# THE PROBLEM:
Print the lines of the records from the line with "necktie in the histology slide image provided." to the line with "[458,334,504,387]", both included, reproducing each one verbatim.

# MATERIAL PROVIDED:
>>>>>
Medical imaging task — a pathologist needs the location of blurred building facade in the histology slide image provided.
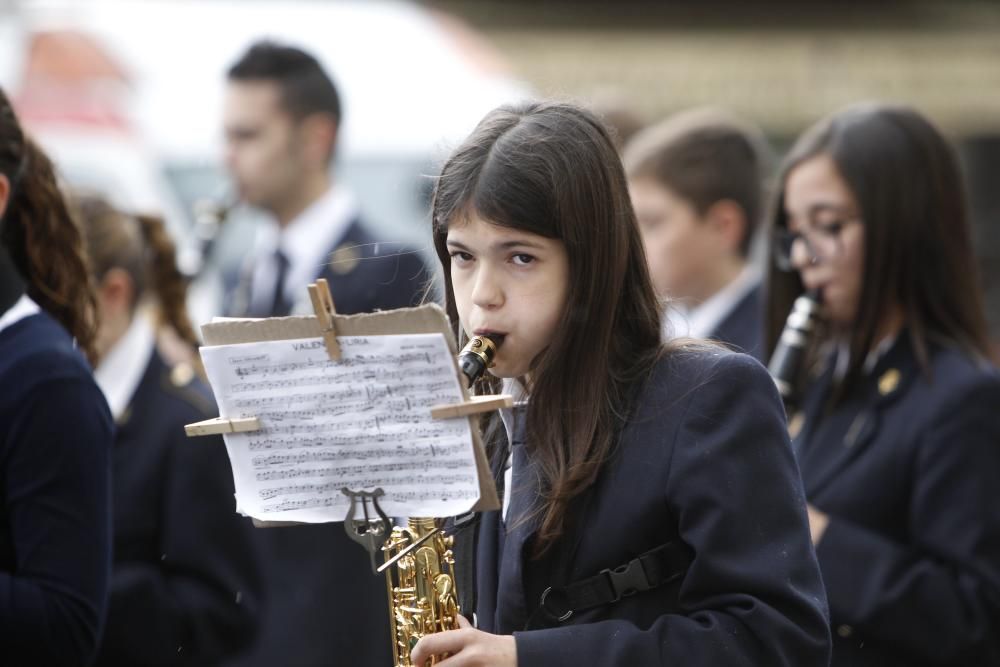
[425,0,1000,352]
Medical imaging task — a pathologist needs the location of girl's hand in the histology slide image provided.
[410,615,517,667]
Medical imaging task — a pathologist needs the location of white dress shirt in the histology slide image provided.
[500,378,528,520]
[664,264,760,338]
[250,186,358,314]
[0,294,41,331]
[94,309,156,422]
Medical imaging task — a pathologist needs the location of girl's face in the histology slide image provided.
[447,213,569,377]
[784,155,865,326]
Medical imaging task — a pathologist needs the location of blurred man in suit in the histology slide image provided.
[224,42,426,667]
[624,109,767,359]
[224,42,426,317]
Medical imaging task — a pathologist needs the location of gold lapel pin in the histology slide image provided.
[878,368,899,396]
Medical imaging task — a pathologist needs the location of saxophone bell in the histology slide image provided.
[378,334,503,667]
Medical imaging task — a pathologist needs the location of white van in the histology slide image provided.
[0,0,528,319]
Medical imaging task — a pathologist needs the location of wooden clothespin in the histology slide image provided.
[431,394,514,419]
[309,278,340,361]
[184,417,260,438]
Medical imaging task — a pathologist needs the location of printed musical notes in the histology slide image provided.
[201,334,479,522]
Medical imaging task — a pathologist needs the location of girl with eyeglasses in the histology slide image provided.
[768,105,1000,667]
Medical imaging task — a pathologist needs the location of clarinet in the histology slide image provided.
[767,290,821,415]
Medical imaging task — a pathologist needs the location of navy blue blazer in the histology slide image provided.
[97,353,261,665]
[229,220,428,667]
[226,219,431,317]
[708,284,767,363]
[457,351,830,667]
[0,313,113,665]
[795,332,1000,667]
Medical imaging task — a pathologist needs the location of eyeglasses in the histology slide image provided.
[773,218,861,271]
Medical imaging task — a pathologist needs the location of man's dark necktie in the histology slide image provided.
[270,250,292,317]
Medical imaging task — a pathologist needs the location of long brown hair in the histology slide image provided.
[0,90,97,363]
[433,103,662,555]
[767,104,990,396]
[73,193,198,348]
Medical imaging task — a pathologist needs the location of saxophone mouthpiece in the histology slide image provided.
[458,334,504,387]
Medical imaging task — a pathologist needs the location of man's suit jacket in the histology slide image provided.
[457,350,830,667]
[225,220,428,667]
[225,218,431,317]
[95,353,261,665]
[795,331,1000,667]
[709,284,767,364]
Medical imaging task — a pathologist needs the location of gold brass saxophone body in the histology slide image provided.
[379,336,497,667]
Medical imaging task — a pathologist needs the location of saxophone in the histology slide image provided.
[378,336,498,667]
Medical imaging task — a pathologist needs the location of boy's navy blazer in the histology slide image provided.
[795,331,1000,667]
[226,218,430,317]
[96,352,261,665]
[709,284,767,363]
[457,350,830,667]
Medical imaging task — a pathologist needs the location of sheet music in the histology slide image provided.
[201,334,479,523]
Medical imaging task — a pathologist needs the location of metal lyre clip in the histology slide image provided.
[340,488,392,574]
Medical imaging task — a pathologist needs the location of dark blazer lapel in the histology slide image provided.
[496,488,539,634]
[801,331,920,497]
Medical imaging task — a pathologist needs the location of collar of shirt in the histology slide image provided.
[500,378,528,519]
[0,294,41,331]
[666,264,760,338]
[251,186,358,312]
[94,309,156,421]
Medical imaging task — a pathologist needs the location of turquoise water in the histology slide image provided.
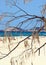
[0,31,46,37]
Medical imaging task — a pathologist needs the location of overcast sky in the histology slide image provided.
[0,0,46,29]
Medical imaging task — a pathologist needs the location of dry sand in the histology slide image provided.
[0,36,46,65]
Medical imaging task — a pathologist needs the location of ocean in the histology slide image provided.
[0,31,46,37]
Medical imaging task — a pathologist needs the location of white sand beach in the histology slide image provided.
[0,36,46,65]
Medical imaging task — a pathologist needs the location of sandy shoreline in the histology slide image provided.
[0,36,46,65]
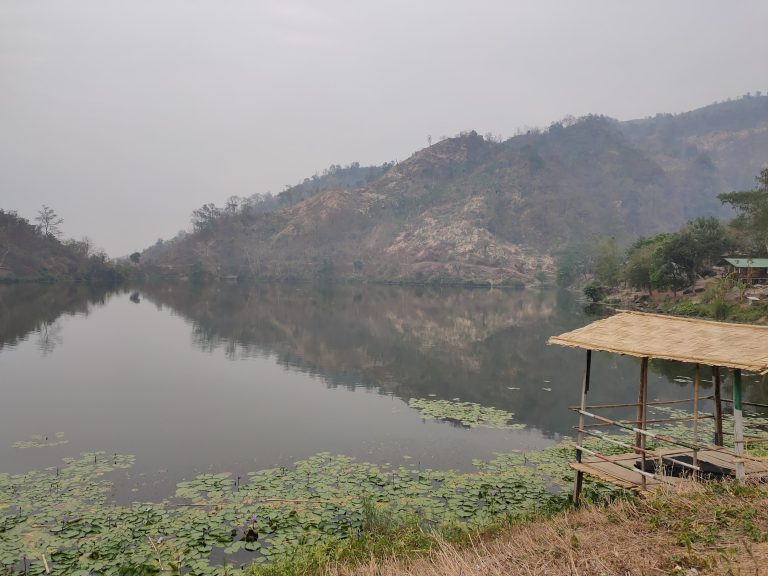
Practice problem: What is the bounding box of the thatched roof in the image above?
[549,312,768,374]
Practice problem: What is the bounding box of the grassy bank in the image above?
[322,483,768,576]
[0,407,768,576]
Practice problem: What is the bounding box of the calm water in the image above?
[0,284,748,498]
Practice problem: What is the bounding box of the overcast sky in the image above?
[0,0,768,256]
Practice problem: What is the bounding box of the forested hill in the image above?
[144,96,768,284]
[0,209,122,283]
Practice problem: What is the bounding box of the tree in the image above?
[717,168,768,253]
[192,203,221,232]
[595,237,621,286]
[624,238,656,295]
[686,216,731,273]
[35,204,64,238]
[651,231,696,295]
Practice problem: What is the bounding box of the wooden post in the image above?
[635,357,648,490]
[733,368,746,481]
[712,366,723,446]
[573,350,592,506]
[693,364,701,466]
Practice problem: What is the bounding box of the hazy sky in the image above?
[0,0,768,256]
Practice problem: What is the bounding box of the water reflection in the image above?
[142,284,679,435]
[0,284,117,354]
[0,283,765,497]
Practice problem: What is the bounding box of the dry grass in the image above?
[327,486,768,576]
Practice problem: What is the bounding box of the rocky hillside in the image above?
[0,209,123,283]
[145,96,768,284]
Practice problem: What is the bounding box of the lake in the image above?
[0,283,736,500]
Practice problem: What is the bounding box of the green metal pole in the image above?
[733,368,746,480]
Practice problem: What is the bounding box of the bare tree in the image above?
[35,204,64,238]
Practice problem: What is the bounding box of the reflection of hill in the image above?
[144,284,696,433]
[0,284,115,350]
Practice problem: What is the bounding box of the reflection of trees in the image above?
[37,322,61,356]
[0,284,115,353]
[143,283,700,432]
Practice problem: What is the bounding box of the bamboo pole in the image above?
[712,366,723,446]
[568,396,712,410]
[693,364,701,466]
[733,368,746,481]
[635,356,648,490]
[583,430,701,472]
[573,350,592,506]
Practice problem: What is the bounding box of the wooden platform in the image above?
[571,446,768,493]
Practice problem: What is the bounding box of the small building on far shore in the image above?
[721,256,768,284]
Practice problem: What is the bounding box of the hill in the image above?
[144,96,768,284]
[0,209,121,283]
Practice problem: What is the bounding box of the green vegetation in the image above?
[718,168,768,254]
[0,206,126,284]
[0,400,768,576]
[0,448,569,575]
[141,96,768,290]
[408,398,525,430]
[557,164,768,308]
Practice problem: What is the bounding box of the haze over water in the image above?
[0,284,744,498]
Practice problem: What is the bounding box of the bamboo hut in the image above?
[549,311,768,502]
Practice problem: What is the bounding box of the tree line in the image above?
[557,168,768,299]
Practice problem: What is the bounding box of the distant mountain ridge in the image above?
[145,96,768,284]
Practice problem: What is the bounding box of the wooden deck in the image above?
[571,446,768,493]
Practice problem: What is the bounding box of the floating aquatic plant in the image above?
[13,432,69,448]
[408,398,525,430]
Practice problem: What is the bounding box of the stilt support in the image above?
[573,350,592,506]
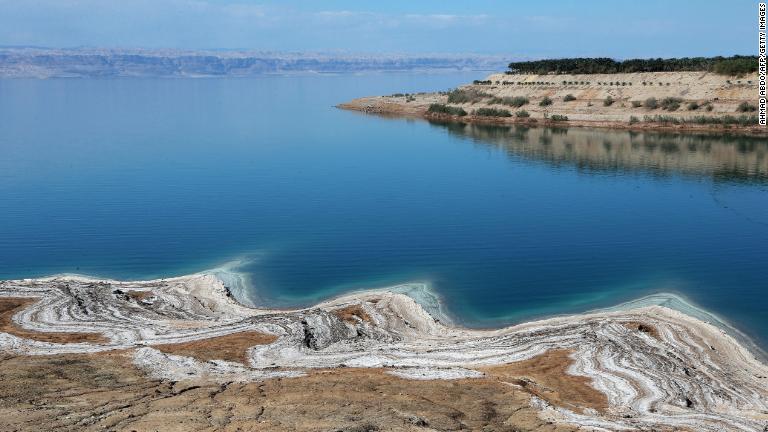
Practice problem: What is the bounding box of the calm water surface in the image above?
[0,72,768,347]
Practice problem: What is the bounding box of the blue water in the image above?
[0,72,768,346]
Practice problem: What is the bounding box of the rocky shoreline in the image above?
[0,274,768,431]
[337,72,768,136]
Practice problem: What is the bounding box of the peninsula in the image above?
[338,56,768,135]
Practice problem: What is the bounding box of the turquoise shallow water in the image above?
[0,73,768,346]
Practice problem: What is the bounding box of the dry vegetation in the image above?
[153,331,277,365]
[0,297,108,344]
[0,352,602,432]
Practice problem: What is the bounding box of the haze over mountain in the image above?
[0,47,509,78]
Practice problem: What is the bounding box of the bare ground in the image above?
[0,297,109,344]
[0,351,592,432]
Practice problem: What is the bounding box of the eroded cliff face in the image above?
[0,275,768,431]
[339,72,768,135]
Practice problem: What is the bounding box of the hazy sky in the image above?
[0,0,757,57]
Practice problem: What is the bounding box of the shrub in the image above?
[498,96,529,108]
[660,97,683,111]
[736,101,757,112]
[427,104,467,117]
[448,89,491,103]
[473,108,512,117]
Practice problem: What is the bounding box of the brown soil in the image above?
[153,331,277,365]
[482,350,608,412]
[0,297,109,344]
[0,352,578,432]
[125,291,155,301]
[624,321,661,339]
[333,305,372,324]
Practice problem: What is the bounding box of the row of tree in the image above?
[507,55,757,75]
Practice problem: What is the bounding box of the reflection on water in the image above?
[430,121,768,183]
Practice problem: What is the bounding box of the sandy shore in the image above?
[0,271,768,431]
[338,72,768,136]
<<<<<
# EXERCISE ANSWER:
Medical imaging task — a pathologist needs the location of man's dark necktie in the histology slide image provided.
[270,250,292,317]
Medical imaging task — a pathologist needs the location of long brown hair in the histology slide image provided.
[0,90,97,363]
[433,103,662,555]
[767,104,990,396]
[73,193,198,348]
Medical imaging task — a pathologist needs the location of saxophone mouthpiece in the histology slide image provided.
[458,334,504,387]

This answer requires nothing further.